From the forum thread on Dayan stickers below, extract the passage between "Uh, no. How" and "year old iirc.", inclusive, copying it word for word.

- **PAGE EXTRACT**

# # # # # # #

# Dayan Stickers



## YrMyKnight (Dec 12, 2011)

I have a new zhanchi for less then a week now and I must say,I'm not impress with the stickers condition.

I take care of them seriously, yet they peel . They don't chip of like my storebought cubes,they peel grr -,- 

This sucks! 

If a week can cost this condition,I wouldnt dare to see what would happen in a year 

Another stuff: Lubix or CRC or Traxxas or Diff oil are best for zhanchi?


----------



## Jokerman5656 (Dec 12, 2011)

solution. get izo stickers


----------



## emolover (Dec 12, 2011)

jokerman5656 said:


> solution. get izo stickers


*
Stop it with the half ass spammy posts.

To OP:

The Dayan stickers are not very good but most of the damage I have done to my Dayan cubes has been in about 2 or so weeks. If it is really bothering you could clip you nails so the don't get under the stickers on accident.

You could buy new stickers from cubesmith or buy them from a guy with the username of radmin(Bill). *I have 2x2 stickers from him and they are so good. *They do not chip too much and do not peel at all. *They are cheap($2) an you get two sets of stickers. *I am ordering a full 2x2-7x7 set from him on Thursday. *He is a trustworthy person as I have met him in real life and is a very nice guy.

As for lubix, CRC, traxxas and diff oil. *I would say if you have CRC keep it just incase. *As for the pure silicon lubricants it doesn't really matter too much whatever you get. *Lubix will last the longest per lubing but is by far more expensive. *In a normal 50000WT tube of traxxas or diff oil, you get the equivalent of 12 cc's of lube for $4-7 depending on where you get it. *8 cc's of lubix is $20. *It is your choice on what to buy.


----------



## YrMyKnight (Dec 12, 2011)

Is it possible to get traxxas or diff oil in a common hardware store?


----------



## emolover (Dec 12, 2011)

YrMyKnight said:


> Is it possible to get traxxas or diff oil in a common hardware store?


 
I would think so. I know for a fact you can get it at almost any local hobby store. If not you can get it online on amazon

Make sure you get 50,000 WT.


----------



## YrMyKnight (Dec 12, 2011)

emolover said:


> I would think so. I know for a fact you can get it at almost any local hobby store. If not you can get it online on amazon
> 
> Make sure you get 50,000 WT.



Ok.


----------



## JianhanC (Dec 12, 2011)

So do you still want my F-II?


----------



## YrMyKnight (Dec 12, 2011)

JianhanC said:


> So do you still want my F-II?


 
I mailed it the other day! HAVENT RECIEVE??


----------



## JianhanC (Dec 12, 2011)

Uh, no. How did you pack it? I told you this way of sending money is risky. When did you send?

Something relevent: Dayan stickers are pretty durable, unless the quality degraded or something. My Guhong stickers are still in good condition, chipped in some parts maybe, and the transparent layer over the Dayan logo has come off. The cube is nearly a year old iirc.


----------



## YrMyKnight (Dec 12, 2011)

envelope ;(


----------



## JianhanC (Dec 12, 2011)

So, I expect you don't need my cube, now that you've got a new one? But I'll still mail it to you if your money turns up.


----------



## Cheese11 (Dec 12, 2011)

YrMyKnight said:


> Is it possible to get traxxas or diff oil in a common hardware store?


 
Get them at a RC store or hobby shop.


----------

# # # # # # #

- **INFORMATION GIVEN**
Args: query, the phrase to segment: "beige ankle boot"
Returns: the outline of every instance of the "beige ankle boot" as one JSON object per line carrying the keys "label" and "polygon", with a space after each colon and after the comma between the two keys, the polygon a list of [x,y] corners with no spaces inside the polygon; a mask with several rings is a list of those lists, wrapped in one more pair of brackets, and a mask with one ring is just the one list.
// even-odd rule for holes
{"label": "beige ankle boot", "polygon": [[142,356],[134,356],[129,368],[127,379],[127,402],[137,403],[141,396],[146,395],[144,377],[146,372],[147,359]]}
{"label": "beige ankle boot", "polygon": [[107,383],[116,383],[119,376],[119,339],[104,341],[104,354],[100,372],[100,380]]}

# # # # # # #

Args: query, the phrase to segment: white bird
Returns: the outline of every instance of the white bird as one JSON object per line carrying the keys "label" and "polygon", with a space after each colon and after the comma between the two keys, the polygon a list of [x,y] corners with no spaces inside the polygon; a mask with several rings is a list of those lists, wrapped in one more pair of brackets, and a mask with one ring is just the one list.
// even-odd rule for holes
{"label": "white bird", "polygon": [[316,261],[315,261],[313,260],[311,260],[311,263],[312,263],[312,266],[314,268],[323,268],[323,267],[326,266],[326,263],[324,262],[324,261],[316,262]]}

# # # # # # #

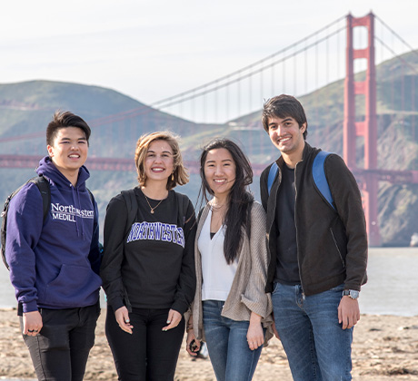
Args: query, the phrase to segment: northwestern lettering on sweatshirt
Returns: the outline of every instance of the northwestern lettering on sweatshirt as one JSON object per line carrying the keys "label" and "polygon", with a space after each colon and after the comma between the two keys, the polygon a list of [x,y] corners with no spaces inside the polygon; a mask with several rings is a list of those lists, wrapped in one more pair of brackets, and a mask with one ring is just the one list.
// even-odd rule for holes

# # # # # # #

- **CORRECT RESULT**
Uh, no. How did you pack it? I told you this way of sending money is risky. When did you send?

Something relevent: Dayan stickers are pretty durable, unless the quality degraded or something. My Guhong stickers are still in good condition, chipped in some parts maybe, and the transparent layer over the Dayan logo has come off. The cube is nearly a year old iirc.